Another way of looking at it is there are 4 choices for the winner, and consequently 3 choices for the runner-up (or vice-versa). Therefore there is a $\frac14 \cdot \frac13 = \frac{1}{12}$ chance you will pick both right randomly.

But, we must also independently consider the cases where you get only one answer right.

In this case, suppose you pick the winner right. There are 6 such ways to do that, but two of them, as we have noticed, also involve picking the runner-up correctly. As such, there are 4 ways to pick the winner right but not the runner-up, and vice versa. So this has a $\frac{4}{24} = \frac{1}{6}$ chance of happening.

[Excerpts of labeled region data]
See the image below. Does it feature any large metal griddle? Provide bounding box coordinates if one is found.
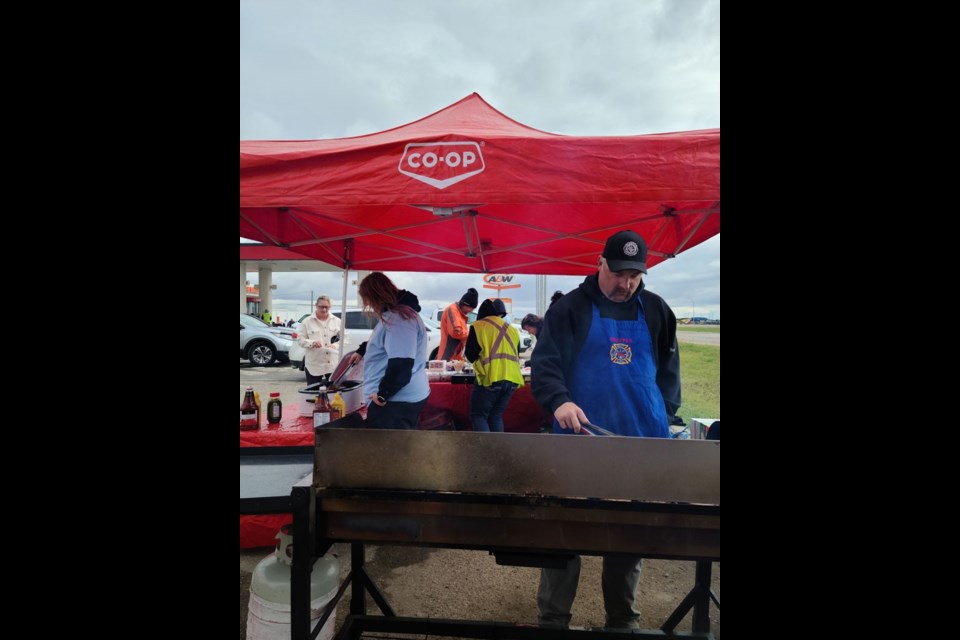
[291,428,720,638]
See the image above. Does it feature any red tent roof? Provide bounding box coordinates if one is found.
[240,93,720,275]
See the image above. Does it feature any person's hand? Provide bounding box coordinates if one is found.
[553,402,590,433]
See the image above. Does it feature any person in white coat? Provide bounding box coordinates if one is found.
[297,296,346,385]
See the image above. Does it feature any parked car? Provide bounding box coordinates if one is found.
[290,309,440,371]
[240,313,296,366]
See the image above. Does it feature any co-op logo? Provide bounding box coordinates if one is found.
[398,142,484,189]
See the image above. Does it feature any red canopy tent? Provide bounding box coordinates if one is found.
[240,93,720,275]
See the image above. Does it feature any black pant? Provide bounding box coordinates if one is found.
[363,398,427,429]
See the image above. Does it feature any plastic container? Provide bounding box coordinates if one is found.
[267,391,283,424]
[240,387,257,431]
[297,380,365,418]
[247,525,340,640]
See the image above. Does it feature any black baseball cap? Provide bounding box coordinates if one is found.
[603,231,647,273]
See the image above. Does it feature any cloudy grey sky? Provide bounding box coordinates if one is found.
[240,0,720,318]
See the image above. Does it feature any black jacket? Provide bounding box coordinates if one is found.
[530,274,680,424]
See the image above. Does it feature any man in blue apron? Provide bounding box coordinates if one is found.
[530,231,680,629]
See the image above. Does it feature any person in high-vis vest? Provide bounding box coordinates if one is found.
[437,287,480,360]
[464,299,523,433]
[530,231,680,629]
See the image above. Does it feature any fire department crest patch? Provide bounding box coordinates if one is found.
[610,342,633,364]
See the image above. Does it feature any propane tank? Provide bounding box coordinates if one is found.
[247,524,340,640]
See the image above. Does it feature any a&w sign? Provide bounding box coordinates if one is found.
[483,273,521,291]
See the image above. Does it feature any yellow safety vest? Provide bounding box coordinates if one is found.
[473,316,523,387]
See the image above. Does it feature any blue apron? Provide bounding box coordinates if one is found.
[553,300,670,438]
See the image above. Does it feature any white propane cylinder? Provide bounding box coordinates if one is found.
[247,525,340,640]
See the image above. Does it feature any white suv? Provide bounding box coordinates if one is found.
[290,309,440,371]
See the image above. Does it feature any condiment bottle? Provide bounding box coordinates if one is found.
[313,391,330,428]
[240,387,257,431]
[267,391,283,424]
[330,392,347,421]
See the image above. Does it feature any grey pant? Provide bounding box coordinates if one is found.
[537,556,641,629]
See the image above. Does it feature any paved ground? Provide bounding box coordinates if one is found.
[240,545,720,640]
[677,329,720,344]
[239,332,720,640]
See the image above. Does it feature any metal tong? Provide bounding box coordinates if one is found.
[580,422,617,436]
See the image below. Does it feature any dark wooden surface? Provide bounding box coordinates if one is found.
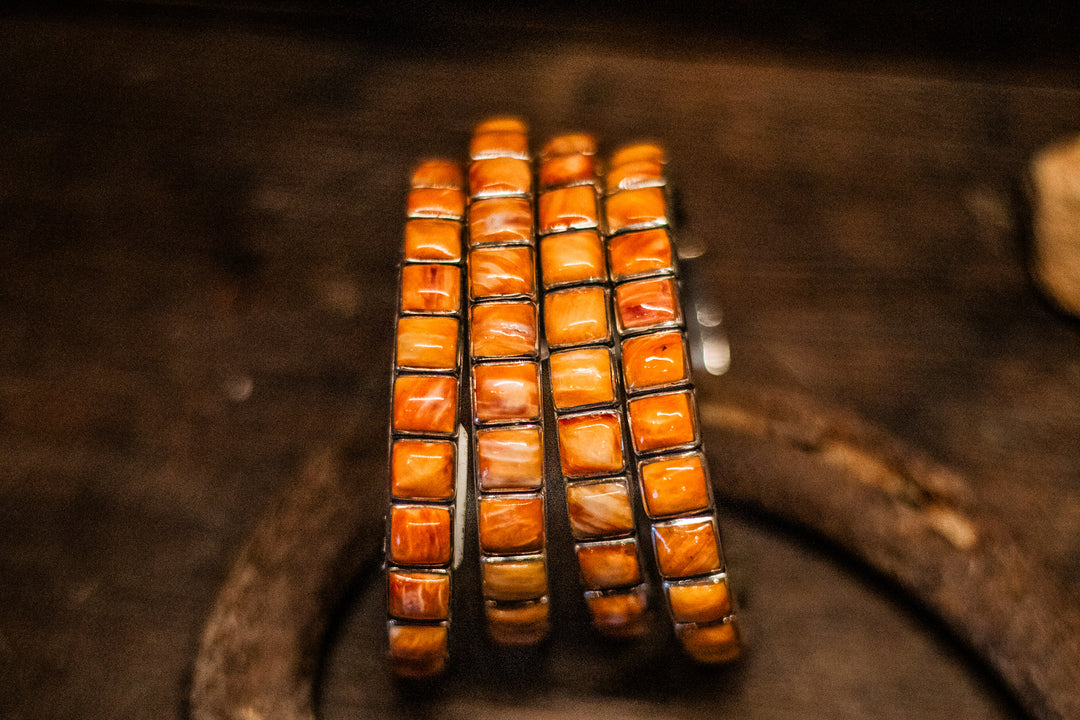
[0,13,1080,720]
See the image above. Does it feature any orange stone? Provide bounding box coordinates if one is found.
[476,425,543,492]
[667,575,731,624]
[622,330,690,393]
[605,188,667,233]
[551,348,615,410]
[537,185,597,235]
[393,375,458,434]
[409,159,462,190]
[469,302,539,358]
[402,264,461,313]
[637,452,708,517]
[389,504,453,566]
[473,363,540,422]
[469,198,532,245]
[540,230,607,287]
[615,277,683,331]
[387,570,450,620]
[626,391,698,452]
[396,315,458,370]
[469,247,536,300]
[390,439,457,500]
[389,622,447,678]
[481,555,548,602]
[652,517,720,578]
[543,285,611,348]
[608,228,675,282]
[469,158,532,198]
[477,494,543,555]
[578,539,642,590]
[405,188,465,220]
[557,410,624,477]
[675,620,741,665]
[566,480,634,540]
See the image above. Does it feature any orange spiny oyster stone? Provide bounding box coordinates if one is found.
[638,453,708,517]
[537,185,597,235]
[551,348,615,410]
[469,247,536,300]
[393,375,458,433]
[476,425,543,492]
[667,575,731,624]
[578,540,642,589]
[585,585,649,638]
[481,555,548,602]
[622,330,690,393]
[626,391,698,452]
[402,264,461,313]
[675,621,740,664]
[387,570,450,620]
[390,505,451,566]
[608,228,675,281]
[469,158,532,198]
[652,517,720,578]
[540,230,607,287]
[396,315,458,370]
[390,439,457,500]
[543,286,611,347]
[557,410,624,477]
[389,623,447,678]
[405,188,465,220]
[473,363,540,422]
[477,494,543,555]
[405,218,461,262]
[606,188,667,232]
[469,198,532,245]
[566,480,634,540]
[615,277,681,330]
[469,302,539,357]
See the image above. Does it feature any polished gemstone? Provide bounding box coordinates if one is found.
[396,315,458,370]
[626,391,698,452]
[405,218,461,262]
[638,453,708,517]
[622,330,690,393]
[540,230,607,287]
[393,375,458,433]
[389,505,451,566]
[473,362,540,422]
[387,570,450,620]
[389,623,447,678]
[652,517,720,578]
[537,185,597,235]
[551,348,615,410]
[566,480,634,540]
[481,555,548,602]
[476,425,543,492]
[608,228,675,282]
[390,439,456,500]
[469,158,532,198]
[405,188,465,220]
[578,539,642,589]
[402,264,461,313]
[477,494,543,555]
[469,247,536,300]
[606,188,667,232]
[469,198,532,245]
[615,277,683,331]
[469,302,539,358]
[557,410,624,477]
[667,575,731,624]
[543,285,611,348]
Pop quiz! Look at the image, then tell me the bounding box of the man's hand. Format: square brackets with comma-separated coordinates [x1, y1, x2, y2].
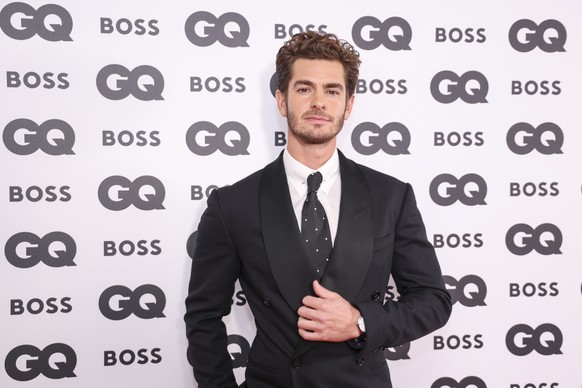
[297, 280, 360, 342]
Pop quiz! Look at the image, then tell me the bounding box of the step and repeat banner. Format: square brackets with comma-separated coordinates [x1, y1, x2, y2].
[0, 0, 582, 388]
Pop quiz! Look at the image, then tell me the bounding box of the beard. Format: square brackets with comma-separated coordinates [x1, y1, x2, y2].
[287, 107, 344, 144]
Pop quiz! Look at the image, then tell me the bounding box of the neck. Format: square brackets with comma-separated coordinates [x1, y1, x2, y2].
[287, 137, 336, 170]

> _Exercise prompt_: List every fraction written in the probability text, in the order it appears. Use only the probability text to answer, not the rows.

> _Full solution_: 1/4, 1/3, 1/12, 4/24, 1/6